Copy the listing below from the line with "the white badge" to the line with "54,99,122,346", including both of those lines, and reproduce only that stretch with no changes.
** begin SOURCE DATA **
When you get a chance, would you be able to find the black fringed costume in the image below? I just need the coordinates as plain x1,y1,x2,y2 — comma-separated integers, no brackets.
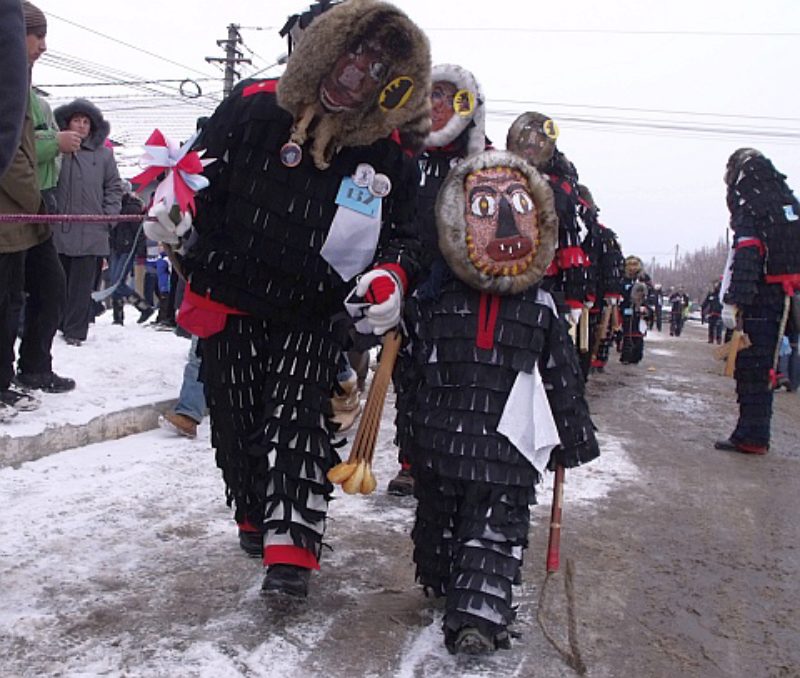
186,81,418,562
393,64,490,478
723,149,800,452
578,185,625,377
619,256,648,365
701,283,722,344
407,151,599,651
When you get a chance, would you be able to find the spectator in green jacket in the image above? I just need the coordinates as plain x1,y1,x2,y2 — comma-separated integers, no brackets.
11,1,75,393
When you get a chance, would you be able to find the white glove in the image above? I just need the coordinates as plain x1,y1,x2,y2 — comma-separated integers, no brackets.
144,202,192,245
722,304,739,330
355,268,403,334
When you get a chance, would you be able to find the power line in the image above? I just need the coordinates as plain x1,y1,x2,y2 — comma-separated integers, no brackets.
424,26,800,38
491,98,800,122
47,12,217,77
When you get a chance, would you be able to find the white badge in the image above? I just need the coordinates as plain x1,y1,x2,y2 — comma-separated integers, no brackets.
353,162,375,188
369,174,392,198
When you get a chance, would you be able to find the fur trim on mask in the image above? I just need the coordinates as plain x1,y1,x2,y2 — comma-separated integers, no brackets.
436,151,558,295
578,184,600,212
725,148,764,188
53,99,111,148
278,0,431,169
506,111,558,170
425,64,486,155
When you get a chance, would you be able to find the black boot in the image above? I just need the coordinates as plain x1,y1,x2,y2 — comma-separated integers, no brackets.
125,292,156,325
111,297,125,325
153,292,178,331
261,564,311,598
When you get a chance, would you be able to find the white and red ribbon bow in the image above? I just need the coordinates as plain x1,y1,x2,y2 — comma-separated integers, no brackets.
131,130,214,214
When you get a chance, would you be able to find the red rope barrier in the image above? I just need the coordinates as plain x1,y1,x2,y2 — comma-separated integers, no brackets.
0,214,155,224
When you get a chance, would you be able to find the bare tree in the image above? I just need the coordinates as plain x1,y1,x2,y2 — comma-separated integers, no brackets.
647,238,728,301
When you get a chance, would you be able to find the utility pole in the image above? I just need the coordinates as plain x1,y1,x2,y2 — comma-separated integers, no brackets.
206,24,253,97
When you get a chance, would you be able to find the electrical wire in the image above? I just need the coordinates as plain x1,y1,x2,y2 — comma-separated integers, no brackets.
47,12,217,77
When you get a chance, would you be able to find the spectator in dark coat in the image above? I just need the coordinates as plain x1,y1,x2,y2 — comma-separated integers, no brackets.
0,0,28,175
108,182,155,325
54,99,122,346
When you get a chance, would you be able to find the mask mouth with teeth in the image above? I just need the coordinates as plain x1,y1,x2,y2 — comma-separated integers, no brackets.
436,151,558,294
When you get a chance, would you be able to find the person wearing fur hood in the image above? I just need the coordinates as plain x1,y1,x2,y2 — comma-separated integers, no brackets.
506,112,592,325
53,99,123,346
406,150,599,654
145,0,431,597
387,64,489,496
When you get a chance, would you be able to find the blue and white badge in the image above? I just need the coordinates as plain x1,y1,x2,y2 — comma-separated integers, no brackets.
336,177,381,217
353,162,375,188
369,174,392,198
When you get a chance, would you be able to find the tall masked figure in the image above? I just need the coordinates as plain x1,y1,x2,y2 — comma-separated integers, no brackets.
144,0,431,596
619,255,647,365
388,64,489,495
578,184,625,376
407,151,599,654
506,112,593,326
715,148,800,454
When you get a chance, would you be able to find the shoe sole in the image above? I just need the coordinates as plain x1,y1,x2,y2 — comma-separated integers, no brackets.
158,414,197,440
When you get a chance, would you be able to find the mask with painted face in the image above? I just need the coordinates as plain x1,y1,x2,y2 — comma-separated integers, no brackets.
277,0,430,169
436,151,557,294
506,113,559,170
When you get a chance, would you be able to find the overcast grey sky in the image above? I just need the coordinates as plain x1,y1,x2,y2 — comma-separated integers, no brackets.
34,0,800,263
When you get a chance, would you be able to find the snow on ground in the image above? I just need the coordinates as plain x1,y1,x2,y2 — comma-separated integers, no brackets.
5,306,189,444
0,314,637,678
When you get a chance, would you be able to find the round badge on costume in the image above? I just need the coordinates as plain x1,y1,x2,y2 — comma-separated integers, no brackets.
453,89,475,118
353,162,375,188
280,141,303,167
542,120,559,141
378,75,414,113
369,174,392,198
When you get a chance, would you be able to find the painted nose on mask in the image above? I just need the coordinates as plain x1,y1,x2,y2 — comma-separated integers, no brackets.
495,196,519,238
339,64,364,89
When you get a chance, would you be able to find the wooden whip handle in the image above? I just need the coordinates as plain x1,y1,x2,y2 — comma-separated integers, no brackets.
547,464,564,573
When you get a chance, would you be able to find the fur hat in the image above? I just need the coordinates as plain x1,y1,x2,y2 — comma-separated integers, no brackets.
436,150,558,295
278,0,431,169
280,0,338,54
506,112,560,170
22,0,47,35
425,64,486,155
53,99,111,148
725,148,764,187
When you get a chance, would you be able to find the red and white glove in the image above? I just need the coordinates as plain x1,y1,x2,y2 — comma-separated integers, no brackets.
144,201,192,245
355,268,403,335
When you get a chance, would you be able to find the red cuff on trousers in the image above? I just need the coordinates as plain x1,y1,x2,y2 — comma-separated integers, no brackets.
264,544,319,570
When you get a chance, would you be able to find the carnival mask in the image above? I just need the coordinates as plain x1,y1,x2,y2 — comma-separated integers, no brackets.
431,81,456,132
437,151,556,294
625,256,642,278
506,113,558,170
319,40,388,113
464,167,539,276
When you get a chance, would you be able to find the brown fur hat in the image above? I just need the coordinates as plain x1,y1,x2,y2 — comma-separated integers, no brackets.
22,0,47,35
506,111,569,169
278,0,431,169
436,151,558,295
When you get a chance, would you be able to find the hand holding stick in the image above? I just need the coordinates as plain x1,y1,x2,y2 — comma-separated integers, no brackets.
328,330,402,494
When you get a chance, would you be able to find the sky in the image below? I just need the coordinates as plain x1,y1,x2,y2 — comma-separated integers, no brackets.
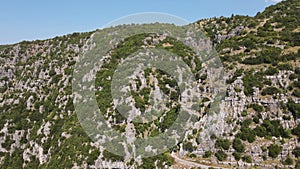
0,0,280,44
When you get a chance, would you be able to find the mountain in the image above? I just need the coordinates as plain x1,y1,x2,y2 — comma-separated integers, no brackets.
0,0,300,168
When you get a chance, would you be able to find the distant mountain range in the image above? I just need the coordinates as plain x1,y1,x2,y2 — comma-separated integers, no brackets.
0,0,300,169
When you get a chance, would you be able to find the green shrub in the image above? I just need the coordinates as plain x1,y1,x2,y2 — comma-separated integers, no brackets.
203,151,212,158
215,150,228,161
242,155,252,163
232,138,245,153
268,144,282,158
261,86,280,96
215,139,231,150
292,147,300,158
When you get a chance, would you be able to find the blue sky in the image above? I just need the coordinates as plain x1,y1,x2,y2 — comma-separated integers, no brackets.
0,0,279,44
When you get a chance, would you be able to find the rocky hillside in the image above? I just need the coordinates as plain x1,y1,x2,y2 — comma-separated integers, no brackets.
0,0,300,168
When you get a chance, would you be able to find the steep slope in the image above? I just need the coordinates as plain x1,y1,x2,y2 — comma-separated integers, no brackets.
0,0,300,168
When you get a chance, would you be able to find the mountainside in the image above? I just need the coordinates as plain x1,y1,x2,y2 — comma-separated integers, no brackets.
0,0,300,168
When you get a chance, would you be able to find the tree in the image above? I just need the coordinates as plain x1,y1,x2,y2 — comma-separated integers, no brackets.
215,150,227,161
215,139,231,150
232,138,245,153
268,144,282,158
292,147,300,158
203,151,212,158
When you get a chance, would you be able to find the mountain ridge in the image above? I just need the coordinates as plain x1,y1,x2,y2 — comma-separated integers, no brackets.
0,0,300,168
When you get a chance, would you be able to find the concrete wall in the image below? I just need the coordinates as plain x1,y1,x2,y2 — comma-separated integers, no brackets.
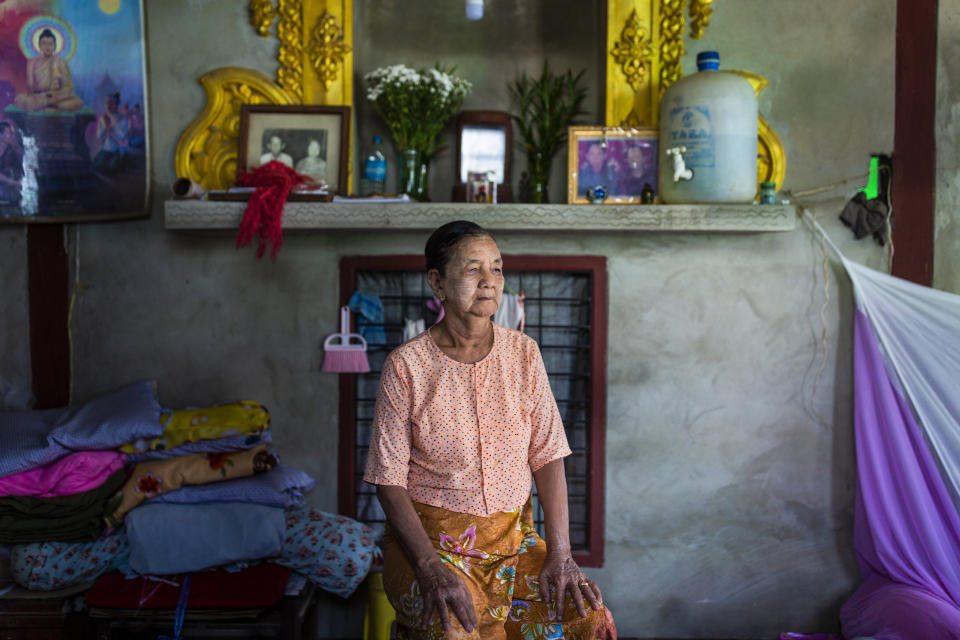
933,0,960,293
0,0,908,638
0,226,32,411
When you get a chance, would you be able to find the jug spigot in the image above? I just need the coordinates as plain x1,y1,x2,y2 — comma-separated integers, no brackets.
667,146,693,182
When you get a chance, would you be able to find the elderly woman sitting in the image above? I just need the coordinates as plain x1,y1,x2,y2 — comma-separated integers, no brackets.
364,222,616,640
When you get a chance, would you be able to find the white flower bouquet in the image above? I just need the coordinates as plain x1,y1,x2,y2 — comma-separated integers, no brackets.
363,64,473,158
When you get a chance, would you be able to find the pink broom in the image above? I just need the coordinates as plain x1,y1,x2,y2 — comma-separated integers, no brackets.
320,305,370,373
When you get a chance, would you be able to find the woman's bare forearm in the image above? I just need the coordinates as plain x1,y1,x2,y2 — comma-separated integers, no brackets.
377,485,440,574
533,458,570,554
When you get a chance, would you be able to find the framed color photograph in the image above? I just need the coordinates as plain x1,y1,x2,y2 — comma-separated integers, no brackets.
0,0,150,222
567,127,659,204
237,104,350,194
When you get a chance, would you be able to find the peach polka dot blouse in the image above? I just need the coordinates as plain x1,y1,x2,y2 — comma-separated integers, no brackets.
363,324,570,516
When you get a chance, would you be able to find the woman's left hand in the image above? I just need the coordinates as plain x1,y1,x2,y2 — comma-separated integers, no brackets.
540,551,603,619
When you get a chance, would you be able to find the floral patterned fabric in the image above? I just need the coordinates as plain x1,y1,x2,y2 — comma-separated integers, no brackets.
11,529,130,591
272,508,380,598
11,507,380,598
383,500,617,640
105,445,277,527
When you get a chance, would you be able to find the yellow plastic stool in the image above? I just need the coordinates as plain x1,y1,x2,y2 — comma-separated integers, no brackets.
363,571,397,640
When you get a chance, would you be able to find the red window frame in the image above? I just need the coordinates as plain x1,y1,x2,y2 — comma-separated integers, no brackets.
337,255,607,567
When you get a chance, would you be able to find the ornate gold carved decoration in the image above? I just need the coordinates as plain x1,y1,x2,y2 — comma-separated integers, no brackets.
277,0,303,102
250,0,277,38
659,0,685,96
174,67,297,189
605,0,713,127
730,69,787,193
307,10,351,90
610,9,653,91
249,0,353,188
690,0,713,40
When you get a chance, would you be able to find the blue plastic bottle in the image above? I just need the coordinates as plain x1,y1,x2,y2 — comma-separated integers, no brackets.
361,136,387,196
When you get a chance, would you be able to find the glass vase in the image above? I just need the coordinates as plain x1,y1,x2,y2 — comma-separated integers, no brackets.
527,151,552,203
397,149,430,202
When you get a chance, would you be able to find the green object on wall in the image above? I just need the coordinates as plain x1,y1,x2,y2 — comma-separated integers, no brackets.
858,156,880,200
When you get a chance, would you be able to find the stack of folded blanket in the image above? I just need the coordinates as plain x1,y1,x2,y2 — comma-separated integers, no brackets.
0,382,378,597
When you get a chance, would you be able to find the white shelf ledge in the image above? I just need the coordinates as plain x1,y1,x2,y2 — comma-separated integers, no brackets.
164,200,797,232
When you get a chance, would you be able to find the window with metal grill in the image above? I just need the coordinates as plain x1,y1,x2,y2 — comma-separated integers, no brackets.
338,256,607,566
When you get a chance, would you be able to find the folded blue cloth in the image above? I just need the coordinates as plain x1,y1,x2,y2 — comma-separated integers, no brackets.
349,291,387,344
0,380,163,477
125,502,286,576
151,464,316,508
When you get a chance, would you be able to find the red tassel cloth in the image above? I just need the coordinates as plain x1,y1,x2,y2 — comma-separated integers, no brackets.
237,160,310,261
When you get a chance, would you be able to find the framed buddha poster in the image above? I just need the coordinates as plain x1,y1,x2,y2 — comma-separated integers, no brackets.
0,0,150,223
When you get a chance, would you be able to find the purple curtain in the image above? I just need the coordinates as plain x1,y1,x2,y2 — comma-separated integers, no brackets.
840,309,960,640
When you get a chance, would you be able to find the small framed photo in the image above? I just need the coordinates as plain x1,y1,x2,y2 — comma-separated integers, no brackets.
237,104,350,194
567,127,659,204
466,171,497,203
453,111,513,202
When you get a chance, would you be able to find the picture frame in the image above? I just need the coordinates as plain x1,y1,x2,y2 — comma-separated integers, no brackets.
453,110,513,202
567,126,659,204
237,104,350,195
0,0,151,223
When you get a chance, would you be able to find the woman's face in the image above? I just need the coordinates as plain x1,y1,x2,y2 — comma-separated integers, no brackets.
430,236,503,318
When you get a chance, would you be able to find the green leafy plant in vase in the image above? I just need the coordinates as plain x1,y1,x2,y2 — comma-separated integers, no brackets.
508,61,587,202
363,64,473,202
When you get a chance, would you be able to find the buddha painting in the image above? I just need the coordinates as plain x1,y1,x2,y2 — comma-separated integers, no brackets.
14,29,83,111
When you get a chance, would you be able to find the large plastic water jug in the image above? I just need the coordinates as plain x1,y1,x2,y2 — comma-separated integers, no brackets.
657,51,757,204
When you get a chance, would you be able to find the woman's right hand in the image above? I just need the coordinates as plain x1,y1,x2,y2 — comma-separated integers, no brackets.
417,558,477,633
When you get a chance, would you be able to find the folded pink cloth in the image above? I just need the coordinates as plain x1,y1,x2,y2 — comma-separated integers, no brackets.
0,451,127,498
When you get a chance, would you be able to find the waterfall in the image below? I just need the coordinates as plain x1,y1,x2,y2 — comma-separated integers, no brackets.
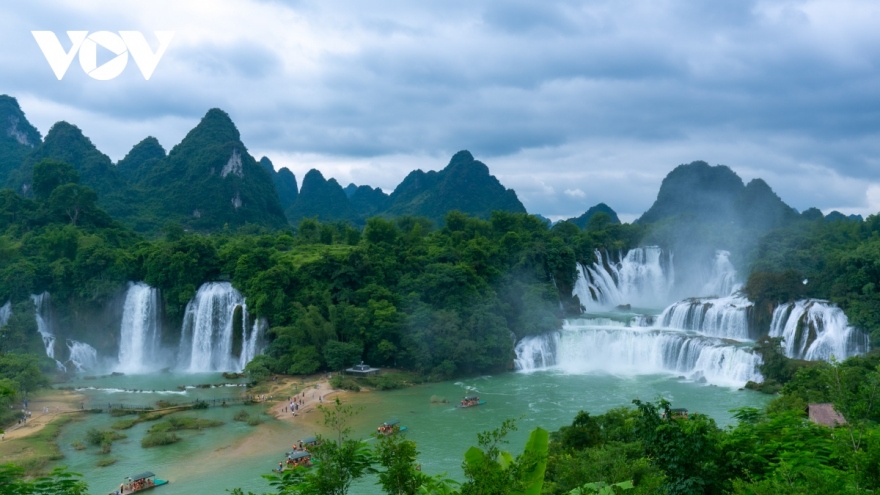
** end SOURCE DATA **
# SOLVED PROBLEM
When you get a chance, would you be able to find the white badge in the image above? I just need the coordinates as plain x1,y1,x2,y2 — comma-separated integers, no brackets.
353,162,375,188
369,174,392,198
When you get a chance, would you be able to find the fur trim on mask in the image above? I just need the coordinates as plain x1,y1,x2,y2 — comma-separated integers, no brackets.
436,151,558,295
578,184,600,212
725,148,764,188
53,99,111,148
278,0,431,169
506,111,558,170
425,64,486,155
When you get a chance, would you be able to find the black boot in the image above? I just need the coordinates as plain x1,y1,x2,y2 — comma-separated integers, no brackets.
125,292,156,325
111,297,125,325
153,292,178,331
261,564,311,598
When you get a chance, would you be able to find the white and red ribbon bow in the image above? I just need the coordinates as plain x1,y1,x2,y2 — comma-separated integers, no brackets.
131,130,214,214
When you get a chance, would you be able to find the red rope barrier in the image above? I just need the coordinates as plain x1,y1,x2,y2 — comma-separated integers, no brackets.
0,214,155,224
When you get a chance, would you be able to find the bare tree in the image above? I just need the coordinates as plain x1,y1,x2,y2 — comma-separated integers, no brackets.
647,238,728,301
When you get a chance, would you be able to find the utility pole in the image above? I just need the coordinates as plain x1,y1,x2,y2 — comma-separated integers, no brackets.
206,24,253,97
When you get a chance, would you be able to find the electrical wire in the image above? I just need the coordinates as plain x1,y1,x2,y2 — comma-separated integers, no brackets.
47,12,217,77
When you get a chance, would you be able to find the spectator in dark coat in the image above? I just need the coordinates as plain x1,y1,x2,y2 — comma-separated integers, no brackets.
0,0,28,175
108,182,155,325
54,99,122,346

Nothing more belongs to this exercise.